_Work to be completed_.
Copy the material below, changing every instance of "Show me the box" to "Give the bounding box" and leaving everything else as it is.

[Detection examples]

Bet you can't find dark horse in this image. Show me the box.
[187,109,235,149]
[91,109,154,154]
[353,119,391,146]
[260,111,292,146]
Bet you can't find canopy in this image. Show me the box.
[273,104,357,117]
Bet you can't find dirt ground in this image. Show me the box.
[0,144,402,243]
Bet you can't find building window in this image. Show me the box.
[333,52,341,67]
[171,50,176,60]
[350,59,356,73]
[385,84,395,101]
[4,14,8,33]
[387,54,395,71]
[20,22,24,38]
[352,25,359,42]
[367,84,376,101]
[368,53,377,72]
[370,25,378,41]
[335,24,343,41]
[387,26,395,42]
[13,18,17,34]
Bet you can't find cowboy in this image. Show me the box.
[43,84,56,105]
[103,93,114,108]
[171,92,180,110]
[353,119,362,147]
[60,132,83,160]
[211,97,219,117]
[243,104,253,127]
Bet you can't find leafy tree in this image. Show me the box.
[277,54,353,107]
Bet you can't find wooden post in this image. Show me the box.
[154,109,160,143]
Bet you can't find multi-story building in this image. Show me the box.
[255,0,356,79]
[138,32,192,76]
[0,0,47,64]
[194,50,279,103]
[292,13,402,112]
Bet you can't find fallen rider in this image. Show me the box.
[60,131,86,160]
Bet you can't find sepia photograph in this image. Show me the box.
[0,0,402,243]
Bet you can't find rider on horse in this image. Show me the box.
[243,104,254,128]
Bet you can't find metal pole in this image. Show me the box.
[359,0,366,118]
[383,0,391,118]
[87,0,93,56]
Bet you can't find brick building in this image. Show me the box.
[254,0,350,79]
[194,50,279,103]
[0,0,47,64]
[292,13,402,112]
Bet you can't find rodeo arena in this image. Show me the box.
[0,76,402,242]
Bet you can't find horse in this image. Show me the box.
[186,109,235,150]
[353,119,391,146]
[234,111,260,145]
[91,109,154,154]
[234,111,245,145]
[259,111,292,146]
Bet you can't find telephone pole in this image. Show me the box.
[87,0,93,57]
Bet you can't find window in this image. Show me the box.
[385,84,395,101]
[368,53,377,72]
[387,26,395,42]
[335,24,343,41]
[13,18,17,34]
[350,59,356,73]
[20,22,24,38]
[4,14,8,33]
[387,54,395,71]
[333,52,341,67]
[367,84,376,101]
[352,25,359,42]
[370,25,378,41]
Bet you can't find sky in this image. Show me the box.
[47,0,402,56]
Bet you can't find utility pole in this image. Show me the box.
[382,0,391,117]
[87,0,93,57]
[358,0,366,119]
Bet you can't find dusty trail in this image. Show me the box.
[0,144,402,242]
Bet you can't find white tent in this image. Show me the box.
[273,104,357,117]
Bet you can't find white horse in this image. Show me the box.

_Response to this exercise_.
Bet you can't find dark horse in this image. Give the bounding box.
[187,109,235,149]
[91,109,154,154]
[353,119,391,146]
[260,111,292,146]
Bet you can't find canopy in this image. Give the bounding box.
[273,104,357,117]
Bet you can't find dirt ground in this image. Give the bounding box.
[0,144,402,243]
Bet you can't find building window in this image. Give the bounding box.
[333,52,341,67]
[171,50,176,60]
[350,59,356,73]
[385,84,395,101]
[4,14,8,33]
[387,54,395,71]
[20,22,24,38]
[352,25,359,42]
[367,84,376,101]
[368,53,377,72]
[370,25,378,41]
[335,24,343,41]
[387,26,395,42]
[13,18,17,34]
Bet you can't find cowboy in this image. Give the bounding box.
[43,84,56,105]
[103,93,114,108]
[171,92,180,110]
[353,119,362,147]
[60,132,83,160]
[211,97,219,117]
[243,104,253,127]
Bet you can't find leafy tree in this image. Give the bounding box.
[277,54,353,107]
Bet you can't find wooden post in this image. Give the bounding box.
[154,109,160,143]
Bet you can't find multi-story building in this image. Give the bounding box.
[255,0,356,79]
[138,32,192,76]
[0,0,47,64]
[194,50,279,103]
[292,13,402,112]
Bet you can't find fallen rider in this image. Give the bounding box.
[60,131,86,160]
Bet you can't find sepia photograph in this image. Give the bounding box.
[0,0,402,243]
Bet you can't find rider on horse in this image. Give the bounding box.
[243,104,254,128]
Bet you can't find metal pole in this image. Give the bounding box.
[359,0,366,118]
[383,0,391,118]
[87,0,93,56]
Bet you can't find brick building in this image. Give the bounding box.
[254,0,350,79]
[194,50,279,103]
[0,0,47,64]
[292,13,402,112]
Bet you can't find rodeo arena in this image. Give the bounding box.
[0,76,402,242]
Bet you can't find horse in this image. Give the bounding box.
[186,109,235,150]
[353,119,391,146]
[234,111,260,145]
[91,109,154,154]
[234,111,245,145]
[259,111,292,146]
Bet you can't find telephone pole in this image. Give the bounding box.
[87,0,93,57]
Bet you can't find window in this image. Give the bounding box.
[385,84,395,101]
[368,53,377,72]
[387,26,395,42]
[335,24,343,41]
[13,18,17,34]
[350,59,356,73]
[20,22,24,38]
[4,14,8,33]
[387,54,395,71]
[333,52,341,67]
[367,84,376,101]
[352,25,359,42]
[370,25,378,41]
Bet you can't find sky in this image. Give the bounding box.
[47,0,402,56]
Bet you can't find utility pole in this image. Give the bounding box.
[382,0,391,117]
[87,0,93,57]
[358,0,366,119]
Bet you can't find dusty trail in this image. Give the bounding box.
[0,144,402,242]
Bet you can't find white tent in this image. Give the bounding box.
[273,104,357,117]
Bet you can't find white horse in this image. Give the bounding box.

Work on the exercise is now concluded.